* [Given information]:
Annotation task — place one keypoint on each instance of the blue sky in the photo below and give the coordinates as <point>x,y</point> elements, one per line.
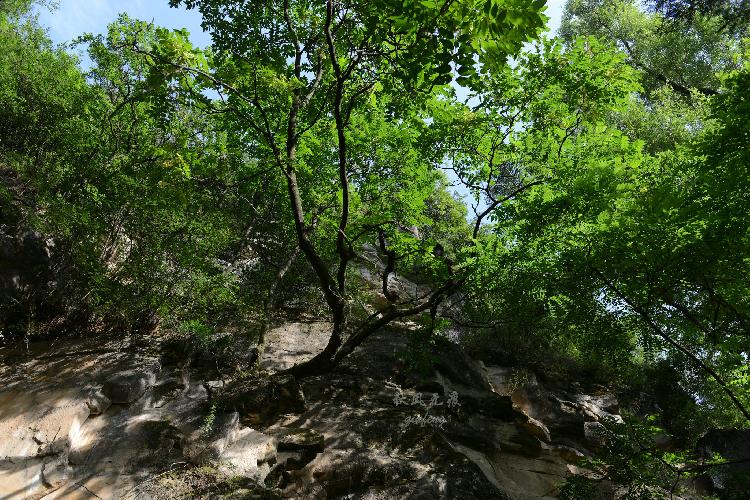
<point>75,17</point>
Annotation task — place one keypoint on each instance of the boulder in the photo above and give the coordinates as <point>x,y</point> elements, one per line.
<point>595,433</point>
<point>535,428</point>
<point>98,403</point>
<point>297,439</point>
<point>130,385</point>
<point>260,400</point>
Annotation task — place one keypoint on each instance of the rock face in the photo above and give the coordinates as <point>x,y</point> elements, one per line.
<point>128,386</point>
<point>114,425</point>
<point>258,400</point>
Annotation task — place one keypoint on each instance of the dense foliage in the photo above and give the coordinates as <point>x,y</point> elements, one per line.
<point>605,171</point>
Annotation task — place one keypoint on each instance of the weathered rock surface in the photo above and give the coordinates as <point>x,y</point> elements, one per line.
<point>370,429</point>
<point>128,386</point>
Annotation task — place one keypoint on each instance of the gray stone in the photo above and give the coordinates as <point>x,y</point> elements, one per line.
<point>129,386</point>
<point>297,439</point>
<point>97,403</point>
<point>595,432</point>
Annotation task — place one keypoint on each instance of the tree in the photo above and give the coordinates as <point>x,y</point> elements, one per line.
<point>284,70</point>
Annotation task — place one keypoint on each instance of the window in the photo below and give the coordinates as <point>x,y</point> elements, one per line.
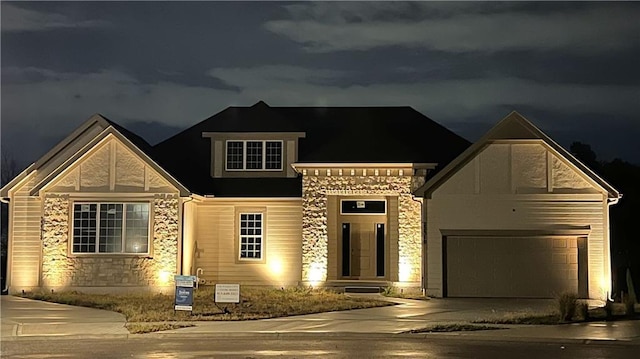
<point>235,155</point>
<point>111,228</point>
<point>254,155</point>
<point>251,243</point>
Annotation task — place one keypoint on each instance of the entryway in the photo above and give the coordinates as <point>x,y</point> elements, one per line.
<point>363,239</point>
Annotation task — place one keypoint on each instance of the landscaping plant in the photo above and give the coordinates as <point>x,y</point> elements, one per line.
<point>630,301</point>
<point>567,305</point>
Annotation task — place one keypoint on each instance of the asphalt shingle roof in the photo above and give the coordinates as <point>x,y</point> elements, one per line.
<point>333,135</point>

* [Task brief]: Return every line of the material above verbatim, from the first line through the last, and leave out the pictures.

* [Solved problem]:
Annotation task — place one keypoint on each instance of the blue sky in the photo below and give the coordinates as <point>x,y</point> elements, one per line.
<point>75,17</point>
Annotation task — place one keypoint on each instance of the boulder in the photo above and give the coordinates as <point>x,y</point> elements, one per line.
<point>595,433</point>
<point>535,428</point>
<point>98,403</point>
<point>297,439</point>
<point>130,385</point>
<point>260,400</point>
Annotation task — place one keypoint on each instance of the rock face in the photo above and give the coordinates as <point>x,y</point> elements, one per line.
<point>128,386</point>
<point>114,425</point>
<point>258,400</point>
Annotation task — place one keypoint on each instance of the dense foliage in the photo above and give the coordinates as <point>x,y</point> elements, one per line.
<point>605,171</point>
Annotation task — place one keypoint on each instance of the weathered rock surface in the photo above and give the coordinates as <point>x,y</point> elements, one per line.
<point>370,429</point>
<point>128,386</point>
Annotation task — place one keypoint on each instance of the gray stone in the photo above and give the coordinates as <point>x,y</point> elements, one per line.
<point>129,386</point>
<point>297,439</point>
<point>97,403</point>
<point>595,432</point>
Annotation task — place one keypoint on each instance of the tree in the photo above and give the coordinates as <point>x,y</point> elements, one per line.
<point>284,70</point>
Annotation task — place one keypoint on each instance of the window in the photo below and give the coordinates as <point>x,y</point> elements, one per line.
<point>235,155</point>
<point>111,228</point>
<point>254,155</point>
<point>251,243</point>
Annotation task — place one keypoint on each instance of the entryway in the photo above and give the coordinates as <point>x,y</point> elements, one per line.
<point>363,239</point>
Annotation task — place one keypoint on each instance of the landscaping plant in the photo above and give the coordinates as <point>x,y</point> elements, one per line.
<point>630,301</point>
<point>567,305</point>
Annotation task — place one keypoint on each instance of the asphalt shingle roof in the photo above and give the coordinates as <point>x,y</point> elements, one per line.
<point>333,135</point>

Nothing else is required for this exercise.